▶ Extract to read:
######

And again in The State and Revolution:
Given these economic preconditions, it is quite possible, after the overthrow of the capitalists and the bureaucrats, to proceed immediately, overnight, to replace them in the control over production and distribution, in the work of keeping account of labor and products, by the armed workers, by the whole of the armed population. [V.I. Lenin, The State and Revolution]
These quotations could be reproduced ad nauseum, as there are far more statements from Lenin and Trotsky about the need for workers’ management and participation than there are small snippets, taken out of context, which “prove” their alleged diabolic plots to run roughshod over the workers. In fact, during a debate with a member of the British SWP, Albert essentially admitted his bias:
I will admit that perhaps I have a fetish or a bias with dumping on Lenin and Trotsky, maybe I do, that causes me to miss the complexity that gives them excuses or makes their behavior contextually reasonable.
Moments later, Albert in fact recanted this confessional, but were we to simply leave the above quotation without further comment, you would never know, which proves our point. In short, out-of-context quotations are not a serious means of argumentation.
Vision and utopianism
Albert makes a big deal out of the need for “vision” and accuses the Left in general of a great deficiency in this regard. His favorite way of phrasing this is to say that leftists usually put forward a list of grievances without formulating an alternative, so that the audience, at best, is left with the impression that things are horrible, but that there is no better alternative. Albert compares this to trying to create a “movement against aging,” which most people, despite its obviously negative consequences, view as an inevitability.
It is true that “the Left” often does end up “complaining” more than offering solutions, particularly if we include within this “left,” liberals and reformists, who genuinely believe that the only minimal improvements can be made, and are achievable only within the confines of the existing system. However, Albert goes further. He ascribes this failure to “Marxism’s general taboo against ‘utopian’ speculation.” [Albert, Realizing Hope, 154.] Albert’s solution? Nothing more, and nothing less that utopian speculation!

######

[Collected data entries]
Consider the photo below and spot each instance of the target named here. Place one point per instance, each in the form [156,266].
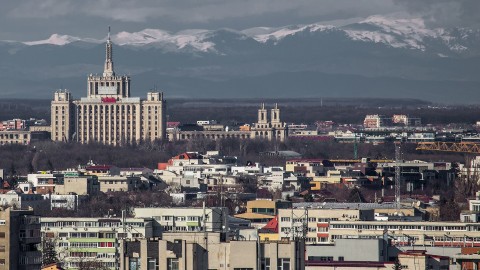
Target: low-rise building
[120,183]
[210,251]
[19,238]
[80,240]
[180,219]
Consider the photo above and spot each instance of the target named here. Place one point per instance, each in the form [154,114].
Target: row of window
[405,227]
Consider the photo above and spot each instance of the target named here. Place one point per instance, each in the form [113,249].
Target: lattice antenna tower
[398,180]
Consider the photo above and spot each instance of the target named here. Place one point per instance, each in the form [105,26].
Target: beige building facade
[108,115]
[209,251]
[270,130]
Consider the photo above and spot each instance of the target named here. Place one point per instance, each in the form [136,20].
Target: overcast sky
[25,20]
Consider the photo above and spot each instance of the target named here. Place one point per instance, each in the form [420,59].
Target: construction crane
[459,147]
[398,175]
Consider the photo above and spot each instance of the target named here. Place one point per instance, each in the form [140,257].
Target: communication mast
[398,181]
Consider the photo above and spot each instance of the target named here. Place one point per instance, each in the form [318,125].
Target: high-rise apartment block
[108,114]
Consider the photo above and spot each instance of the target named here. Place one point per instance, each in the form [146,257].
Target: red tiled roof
[99,167]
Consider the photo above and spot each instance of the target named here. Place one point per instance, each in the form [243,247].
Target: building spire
[108,69]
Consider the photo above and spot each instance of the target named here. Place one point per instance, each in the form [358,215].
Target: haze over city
[240,135]
[394,49]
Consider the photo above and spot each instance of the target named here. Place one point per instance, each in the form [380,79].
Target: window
[283,264]
[134,264]
[152,264]
[172,264]
[265,264]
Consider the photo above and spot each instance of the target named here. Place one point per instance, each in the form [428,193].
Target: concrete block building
[19,237]
[108,114]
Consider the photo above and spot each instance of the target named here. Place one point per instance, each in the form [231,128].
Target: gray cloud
[191,11]
[445,12]
[35,19]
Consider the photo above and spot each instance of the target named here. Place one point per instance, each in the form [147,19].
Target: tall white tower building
[108,114]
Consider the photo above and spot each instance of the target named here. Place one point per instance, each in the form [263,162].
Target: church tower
[262,115]
[275,115]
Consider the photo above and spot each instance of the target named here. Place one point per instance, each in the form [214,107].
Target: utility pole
[398,181]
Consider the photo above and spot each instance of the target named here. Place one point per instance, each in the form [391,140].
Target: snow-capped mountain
[377,56]
[411,33]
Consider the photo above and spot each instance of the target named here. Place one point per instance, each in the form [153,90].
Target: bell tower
[262,115]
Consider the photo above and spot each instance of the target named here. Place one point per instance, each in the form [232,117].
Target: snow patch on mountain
[194,38]
[281,33]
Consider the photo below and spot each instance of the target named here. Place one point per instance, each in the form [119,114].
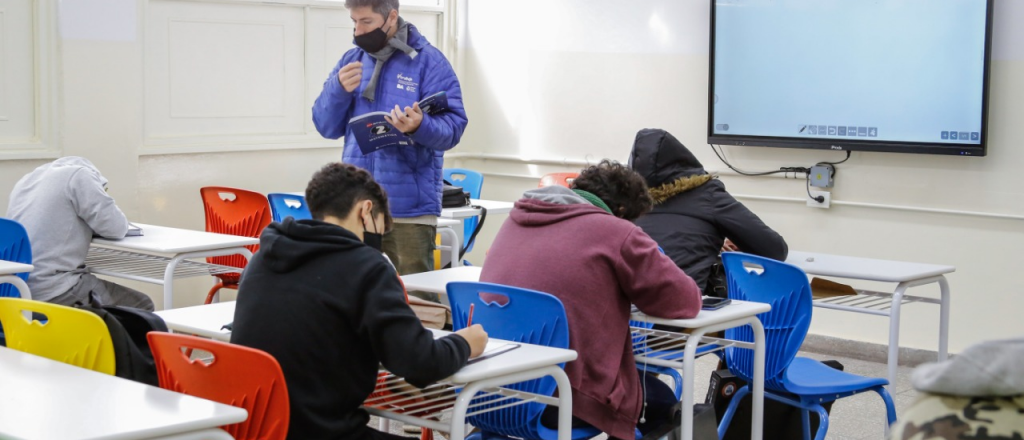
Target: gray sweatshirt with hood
[62,205]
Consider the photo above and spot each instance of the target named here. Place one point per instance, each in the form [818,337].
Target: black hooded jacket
[693,214]
[331,310]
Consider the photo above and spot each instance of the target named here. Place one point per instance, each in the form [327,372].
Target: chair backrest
[237,376]
[284,206]
[560,179]
[512,314]
[70,336]
[783,287]
[472,182]
[13,247]
[235,212]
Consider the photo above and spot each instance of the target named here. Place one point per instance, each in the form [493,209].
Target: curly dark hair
[382,7]
[623,189]
[336,188]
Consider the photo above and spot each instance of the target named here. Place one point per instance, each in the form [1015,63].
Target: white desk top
[526,357]
[10,267]
[45,399]
[164,239]
[204,320]
[864,268]
[494,207]
[436,280]
[735,310]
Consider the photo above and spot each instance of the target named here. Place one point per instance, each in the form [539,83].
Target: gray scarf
[398,42]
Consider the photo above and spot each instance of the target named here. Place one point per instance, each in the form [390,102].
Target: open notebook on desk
[493,349]
[133,230]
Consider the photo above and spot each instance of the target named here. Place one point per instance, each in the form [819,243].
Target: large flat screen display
[904,76]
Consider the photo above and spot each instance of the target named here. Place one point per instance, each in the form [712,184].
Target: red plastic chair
[235,212]
[561,179]
[238,376]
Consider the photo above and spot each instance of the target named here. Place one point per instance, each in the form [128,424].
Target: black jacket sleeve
[743,227]
[399,341]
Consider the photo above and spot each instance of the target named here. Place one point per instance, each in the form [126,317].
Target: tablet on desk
[494,349]
[133,230]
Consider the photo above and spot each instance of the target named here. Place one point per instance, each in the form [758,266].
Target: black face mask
[372,41]
[373,239]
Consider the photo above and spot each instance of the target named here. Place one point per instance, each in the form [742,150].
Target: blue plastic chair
[519,315]
[795,381]
[472,182]
[284,206]
[14,247]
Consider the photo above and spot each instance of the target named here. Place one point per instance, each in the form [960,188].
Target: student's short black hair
[336,188]
[383,7]
[623,189]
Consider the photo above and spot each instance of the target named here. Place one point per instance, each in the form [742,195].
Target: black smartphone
[712,303]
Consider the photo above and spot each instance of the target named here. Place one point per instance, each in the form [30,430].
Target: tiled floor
[860,416]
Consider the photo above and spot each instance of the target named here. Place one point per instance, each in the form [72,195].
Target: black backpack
[128,326]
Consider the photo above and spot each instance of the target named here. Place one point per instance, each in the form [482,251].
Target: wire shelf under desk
[146,267]
[395,399]
[870,302]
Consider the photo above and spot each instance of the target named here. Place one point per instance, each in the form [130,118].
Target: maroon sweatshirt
[597,264]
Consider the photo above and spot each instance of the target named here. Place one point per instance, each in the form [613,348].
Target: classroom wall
[554,85]
[166,96]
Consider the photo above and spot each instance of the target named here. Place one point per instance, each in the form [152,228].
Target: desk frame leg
[173,264]
[18,283]
[943,319]
[758,403]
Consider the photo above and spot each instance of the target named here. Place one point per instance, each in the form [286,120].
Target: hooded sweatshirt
[597,264]
[693,214]
[332,310]
[62,205]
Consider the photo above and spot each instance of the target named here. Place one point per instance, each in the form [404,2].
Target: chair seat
[808,377]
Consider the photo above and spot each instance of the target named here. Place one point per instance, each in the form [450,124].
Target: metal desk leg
[943,319]
[894,315]
[564,399]
[758,405]
[689,354]
[18,283]
[169,271]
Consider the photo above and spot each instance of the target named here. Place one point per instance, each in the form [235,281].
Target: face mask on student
[372,41]
[373,239]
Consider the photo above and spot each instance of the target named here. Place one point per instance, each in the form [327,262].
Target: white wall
[167,96]
[573,80]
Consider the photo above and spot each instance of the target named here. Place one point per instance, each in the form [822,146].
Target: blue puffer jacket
[411,175]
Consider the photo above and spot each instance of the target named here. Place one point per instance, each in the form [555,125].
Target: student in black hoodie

######

▶ Do this: Return, word for word, the stretch from "Vision and utopianism" through "as an inevitability." in the critique of Albert above.

▶ Exercise response:
Vision and utopianism
Albert makes a big deal out of the need for “vision” and accuses the Left in general of a great deficiency in this regard. His favorite way of phrasing this is to say that leftists usually put forward a list of grievances without formulating an alternative, so that the audience, at best, is left with the impression that things are horrible, but that there is no better alternative. Albert compares this to trying to create a “movement against aging,” which most people, despite its obviously negative consequences, view as an inevitability.